> _Material for this task_
━━━━━━━━━━━━━━━━

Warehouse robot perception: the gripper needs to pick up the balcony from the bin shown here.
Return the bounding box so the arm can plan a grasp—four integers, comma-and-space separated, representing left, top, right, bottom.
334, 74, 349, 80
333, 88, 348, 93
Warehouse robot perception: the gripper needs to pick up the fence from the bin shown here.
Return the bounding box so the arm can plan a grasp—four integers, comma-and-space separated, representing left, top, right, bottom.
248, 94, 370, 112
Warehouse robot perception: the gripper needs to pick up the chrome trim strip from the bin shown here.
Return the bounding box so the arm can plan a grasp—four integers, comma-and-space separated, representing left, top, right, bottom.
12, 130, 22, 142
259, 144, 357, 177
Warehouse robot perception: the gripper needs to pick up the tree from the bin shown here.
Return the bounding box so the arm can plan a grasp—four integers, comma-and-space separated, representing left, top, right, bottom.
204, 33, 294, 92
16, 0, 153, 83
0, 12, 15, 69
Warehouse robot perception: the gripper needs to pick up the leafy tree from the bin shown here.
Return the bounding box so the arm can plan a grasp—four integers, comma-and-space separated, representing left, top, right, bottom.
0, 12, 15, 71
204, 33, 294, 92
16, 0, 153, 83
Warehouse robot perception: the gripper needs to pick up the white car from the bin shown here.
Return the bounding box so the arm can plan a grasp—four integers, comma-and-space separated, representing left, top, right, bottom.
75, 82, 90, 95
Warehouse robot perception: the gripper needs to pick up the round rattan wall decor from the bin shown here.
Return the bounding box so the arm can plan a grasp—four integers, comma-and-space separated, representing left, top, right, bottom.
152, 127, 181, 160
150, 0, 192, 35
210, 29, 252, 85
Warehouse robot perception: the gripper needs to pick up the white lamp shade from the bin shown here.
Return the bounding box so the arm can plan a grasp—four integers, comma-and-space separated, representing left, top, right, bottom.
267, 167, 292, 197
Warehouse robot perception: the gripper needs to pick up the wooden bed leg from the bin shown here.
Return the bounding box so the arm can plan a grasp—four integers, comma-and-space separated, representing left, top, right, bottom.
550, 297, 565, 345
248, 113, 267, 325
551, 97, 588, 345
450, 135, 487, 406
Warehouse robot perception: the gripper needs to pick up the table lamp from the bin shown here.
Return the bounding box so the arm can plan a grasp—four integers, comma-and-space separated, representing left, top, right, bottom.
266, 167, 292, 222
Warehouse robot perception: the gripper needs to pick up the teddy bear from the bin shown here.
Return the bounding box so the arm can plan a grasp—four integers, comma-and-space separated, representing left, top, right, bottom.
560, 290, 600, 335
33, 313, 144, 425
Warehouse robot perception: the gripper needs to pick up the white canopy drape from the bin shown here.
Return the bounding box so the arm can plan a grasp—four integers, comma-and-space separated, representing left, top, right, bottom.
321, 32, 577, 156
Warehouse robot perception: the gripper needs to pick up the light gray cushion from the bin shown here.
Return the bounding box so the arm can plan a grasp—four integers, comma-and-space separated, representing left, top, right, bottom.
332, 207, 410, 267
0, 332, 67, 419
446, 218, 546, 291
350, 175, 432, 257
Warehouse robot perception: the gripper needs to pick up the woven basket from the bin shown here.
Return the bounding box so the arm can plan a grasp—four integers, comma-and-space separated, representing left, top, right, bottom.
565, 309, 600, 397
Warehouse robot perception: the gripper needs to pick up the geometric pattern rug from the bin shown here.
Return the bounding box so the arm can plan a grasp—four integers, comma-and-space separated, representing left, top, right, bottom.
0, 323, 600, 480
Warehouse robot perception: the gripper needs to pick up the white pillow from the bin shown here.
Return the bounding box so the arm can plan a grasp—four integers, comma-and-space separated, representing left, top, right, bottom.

━━━━━━━━━━━━━━━━

> _What this task involves_
Rewrite the data above, swapping "gripper" for "robot hand" everywhere it appears and leaving everything else unchanged.

> _Complete answer_
Warehouse robot perception: the robot hand needs to pick up the balcony from the bin shown here.
Return the bounding box so the arm can plan a grasp—four integers, comma-and-space separated, representing left, top, right, bottom.
334, 74, 349, 80
333, 88, 348, 93
Warehouse robot perception: the robot hand needs to pick up the fence from the bin shown here.
Return the bounding box so the arm can plan a grasp—four integers, comma-and-space separated, representing left, top, right, bottom.
248, 94, 370, 112
Warehouse robot perception: the robot hand needs to pick up the chrome trim strip from the bin shown here.
Return the bounding box so the arm can plan a grasp—four integers, comma-and-space separated, representing left, top, right, bottom.
12, 130, 22, 142
259, 144, 357, 177
Warehouse robot perception: the robot hand needs to pick up the tree from the bin shown here.
Return the bounding box so the arm can plan a grasp—four integers, comma-and-space separated, representing left, top, right, bottom.
204, 33, 294, 92
16, 0, 153, 83
0, 12, 15, 69
Warehouse robot perception: the robot hand needs to pick up the leafy tree from the bin shown here.
Return the bounding box so the arm can plan a grasp—four integers, comma-and-space separated, representing left, top, right, bottom.
0, 12, 15, 71
204, 33, 294, 92
16, 0, 153, 83
Warehouse robot perception: the robot hand needs to pick up the white car from the bin shown here.
Return the bounding box so the arm can plan a grasp—four integers, comma-and-space separated, representing left, top, right, bottom.
75, 82, 90, 95
Warehouse robot perception: the robot hand needs to pick up the round rattan wall decor from the bin shown here.
Return the bounding box so the arm can plan a grasp—four integers, comma-and-space separated, representing left, top, right, bottom.
152, 127, 181, 160
150, 0, 192, 35
210, 29, 252, 85
Warehouse robot perception: the robot hand needs to pick up the white lamp shade from the bin shown here.
Return the bounding box so the arm can plan a grasp—four integers, comma-and-space separated, representing left, top, right, bottom.
267, 167, 292, 197
Warehouse robot perception: the robot hand needs to pick up the wooden bed leg from the bin shown here.
Return the bounding box so the arm can plan a grasp—four integers, comma-and-space separated, representing left, top, right, bottom.
550, 297, 565, 345
248, 113, 267, 325
551, 97, 588, 345
450, 135, 487, 406
Warehouse robot perception: the robot hand needs to pick up the table lamp from the bin shown here.
Return the bounding box so the arm can plan a grasp—four integers, comma-and-space separated, representing left, top, right, bottom.
266, 167, 292, 222
Warehouse robot perception: the robot hand needs to pick up the teddy bear from the bin shown here.
Return the bounding box so the arm can plan a grasp—four integers, comma-and-space separated, representing left, top, right, bottom.
560, 290, 600, 335
33, 313, 144, 425
Warehouse robot perception: the robot hand needs to pick up the white canopy drape from the bin shown here.
Return the bounding box so the arm can plan a grasp—four integers, comma-and-space separated, representing left, top, right, bottom.
321, 32, 577, 156
Warehouse robot perception: the robot hand needs to pick up the light gray cushion from the bin shown here.
Return the bounding box so the arm can plan a grasp—four integers, comma-and-space separated, representing left, top, right, bottom.
332, 207, 410, 267
0, 332, 67, 419
446, 218, 546, 291
350, 175, 432, 257
Warehouse robot perception: the robot hand needs to pick up the woven basket from the bin shown here.
Return the bounding box so the arm can plan a grasp—four integers, comma-and-space separated, representing left, top, right, bottom.
565, 309, 600, 397
Warehouse robot perception: the robot hand needs to pick up the geometric pattern rug from the bin shown here.
Return the bounding box so the arm can plan a grasp—four integers, comma-and-space separated, representing left, top, right, bottom.
0, 323, 600, 480
Warehouse robot perception: the robot hand needs to pick up the white pillow from the bin shown here.
Return the bounding box so the arm can plan a grasp—four integers, comma-and-space separated, representing left, top, right, bottom.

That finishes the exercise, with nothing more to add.